(Document text begins)
The one thing to remember when writing your higher education case for support.

When you’re tasked with writing your higher education institution’s case for support, a blank page is daunting. There are millions of dollars (which really, is just a proxy for scholarships, research chairs, graduate student support and fellowships, new facilities and existing upgrades) riding on finding the right words.

Your case needs to articulate a financial or capital goal, share your plan, and convince others that you’re the right organization for the job. You need to appeal to students, alumni, major donors, members of government, the business sector and your adjacent community – while making those working on campus feel represented.

Your case will endure for years. That means that even in the formative stages of casting a vision you’ve yet to realize, you need to anticipate how it might evolve as momentum gathers.

So, y’know. No pressure.

But fear not, we’re here to help. Following are the guiding principles you need to get things moving in the right direction.

Your case for support isn’t about articulating a need.

As the sponsor, executive lead, or member of the team charged with ushering the capital campaign into existence, you’re likely starting from a mindset of ‘need’. “We need to build this building, to finance these bursaries, to attract these research chairs.”

A need mindset is entirely appropriate when you’re doing the foundational work of identifying the initiatives and projects – and associated budgets – that will be covered under your campaign. But it’s the wrong mindset to embrace to start writing your case for support.
(Document text ends)
(Information given begins)
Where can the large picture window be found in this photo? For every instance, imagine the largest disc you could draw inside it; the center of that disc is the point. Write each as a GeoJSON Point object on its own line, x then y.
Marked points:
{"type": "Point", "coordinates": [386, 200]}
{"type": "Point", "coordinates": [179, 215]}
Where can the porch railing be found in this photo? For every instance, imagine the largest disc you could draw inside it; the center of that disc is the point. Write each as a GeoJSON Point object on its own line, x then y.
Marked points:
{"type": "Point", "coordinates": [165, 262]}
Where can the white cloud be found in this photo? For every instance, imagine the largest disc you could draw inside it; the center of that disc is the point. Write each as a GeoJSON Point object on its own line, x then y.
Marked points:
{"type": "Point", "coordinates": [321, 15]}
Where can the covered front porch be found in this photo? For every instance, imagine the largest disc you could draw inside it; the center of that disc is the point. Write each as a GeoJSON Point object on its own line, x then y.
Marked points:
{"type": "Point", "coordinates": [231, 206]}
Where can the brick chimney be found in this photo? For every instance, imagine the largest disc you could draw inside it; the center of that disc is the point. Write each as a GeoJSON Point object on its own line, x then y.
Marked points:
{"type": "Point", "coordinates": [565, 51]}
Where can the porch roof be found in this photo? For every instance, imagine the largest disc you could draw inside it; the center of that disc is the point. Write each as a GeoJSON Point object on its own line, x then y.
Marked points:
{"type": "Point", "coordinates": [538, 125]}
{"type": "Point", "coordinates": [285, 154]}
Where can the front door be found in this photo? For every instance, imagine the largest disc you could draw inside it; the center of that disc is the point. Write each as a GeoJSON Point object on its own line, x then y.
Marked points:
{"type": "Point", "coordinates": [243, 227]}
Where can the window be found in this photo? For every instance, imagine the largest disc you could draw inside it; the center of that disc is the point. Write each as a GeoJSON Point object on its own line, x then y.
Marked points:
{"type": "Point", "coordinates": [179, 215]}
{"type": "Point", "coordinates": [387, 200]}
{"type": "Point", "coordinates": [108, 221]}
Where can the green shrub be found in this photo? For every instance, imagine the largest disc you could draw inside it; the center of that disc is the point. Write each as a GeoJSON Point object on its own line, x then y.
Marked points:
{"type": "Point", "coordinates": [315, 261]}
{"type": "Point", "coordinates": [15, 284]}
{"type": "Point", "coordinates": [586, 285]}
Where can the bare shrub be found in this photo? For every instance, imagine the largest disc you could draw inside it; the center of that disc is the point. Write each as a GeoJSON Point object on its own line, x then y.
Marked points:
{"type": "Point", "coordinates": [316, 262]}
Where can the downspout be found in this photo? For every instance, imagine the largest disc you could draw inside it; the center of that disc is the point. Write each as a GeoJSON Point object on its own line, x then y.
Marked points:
(Information given ends)
Parts of the exercise |
1. In the case-for-support article, what does the money riding on the case serve as a proxy for?
2. Continue the case-for-support article from its last sentence.

Expected responses |
1. Scholarships, research chairs, graduate student support and fellowships, new facilities and existing upgrades.

2.
That’s because your case for support isn’t a to-do list. It’s intended to connect what you offer with what’s important to the audiences you serve. 

Focus on your audience, not yourself.

In other words, it’s a marketing document. And as a marketing document, the focus of your case for support needs to be on your audience – not yourself. That’s why a ‘need’ mindset doesn’t work: because the need is all about you.

Three characteristics of higher education donors.

Before you put a single word on that blank page in front of you, it’s important to remember a few things about your donor audience. 

  1. They have causes that they’re passionate about. Whether they or a loved one are directly affected by a chronic disease, or they champion the access of education to financially disadvantaged communities, or they want to put an end to hunger or poverty or climate change: there are issues that matter to them.
  2. They have choices of what to support. As a multi-disciplinary institution of higher learning, chances are, you do work that impacts one or more of the issues that matter to your audiences. But that doesn’t mean you’re the only place they can support to make a difference. That’s the privilege your case needs to earn.
  3. You may not be on their choice set. Ironically, a donor might choose to philanthropically support another institution or cause that you are directly involved with. For example, a university researcher and grad student might be working on the front lines of diabetes research, but a donor will choose to donate directly to the diabetes-related charity.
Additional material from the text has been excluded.